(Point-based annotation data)
=======
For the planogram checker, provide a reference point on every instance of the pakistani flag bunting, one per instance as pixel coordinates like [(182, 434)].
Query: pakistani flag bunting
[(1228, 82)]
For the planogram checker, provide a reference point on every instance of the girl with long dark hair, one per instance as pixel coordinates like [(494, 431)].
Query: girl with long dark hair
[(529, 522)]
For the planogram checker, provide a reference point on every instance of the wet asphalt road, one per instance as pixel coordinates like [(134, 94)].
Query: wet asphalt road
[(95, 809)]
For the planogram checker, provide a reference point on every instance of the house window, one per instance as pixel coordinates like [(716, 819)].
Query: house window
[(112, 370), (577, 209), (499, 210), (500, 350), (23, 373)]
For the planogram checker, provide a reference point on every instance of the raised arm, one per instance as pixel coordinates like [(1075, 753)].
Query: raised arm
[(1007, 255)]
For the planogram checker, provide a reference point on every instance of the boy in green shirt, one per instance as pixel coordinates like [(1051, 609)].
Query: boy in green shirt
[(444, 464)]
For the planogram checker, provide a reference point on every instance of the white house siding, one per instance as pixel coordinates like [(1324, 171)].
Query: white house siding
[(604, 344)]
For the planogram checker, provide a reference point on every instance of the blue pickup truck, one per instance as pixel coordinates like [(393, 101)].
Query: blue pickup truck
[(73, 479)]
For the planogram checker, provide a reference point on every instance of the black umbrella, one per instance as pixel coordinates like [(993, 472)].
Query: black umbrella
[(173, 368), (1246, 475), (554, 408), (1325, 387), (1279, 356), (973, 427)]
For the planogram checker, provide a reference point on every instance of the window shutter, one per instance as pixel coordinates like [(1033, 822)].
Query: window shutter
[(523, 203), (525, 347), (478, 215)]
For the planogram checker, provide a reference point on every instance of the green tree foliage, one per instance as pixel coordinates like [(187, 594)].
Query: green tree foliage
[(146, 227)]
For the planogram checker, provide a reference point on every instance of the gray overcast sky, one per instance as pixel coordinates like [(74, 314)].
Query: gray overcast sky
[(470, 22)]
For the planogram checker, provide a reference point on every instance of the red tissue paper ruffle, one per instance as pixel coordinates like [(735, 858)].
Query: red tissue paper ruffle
=======
--- Your task ---
Rescale the entries, starting at the line that contains "like [(1033, 822)]." and stopping after the line that contains "[(146, 227)]". Repeat every line, requests included, and multiply each coordinate in the answers by 1.9, rounding to whole numbers with halves rounded up, while leaving the sample coordinates in the requests unchanged.

--- Worked solution ---
For the planogram checker, provide a reference point on every instance of the window shutter, one per instance as pixel coordinates like [(1033, 822)].
Query: window shutter
[(994, 386), (998, 659), (908, 409)]
For the planogram checker, provide a reference point on every instance of the green tree foliage, one per instance as pixel coordinates like [(187, 594)].
Query: green tree foliage
[(277, 431)]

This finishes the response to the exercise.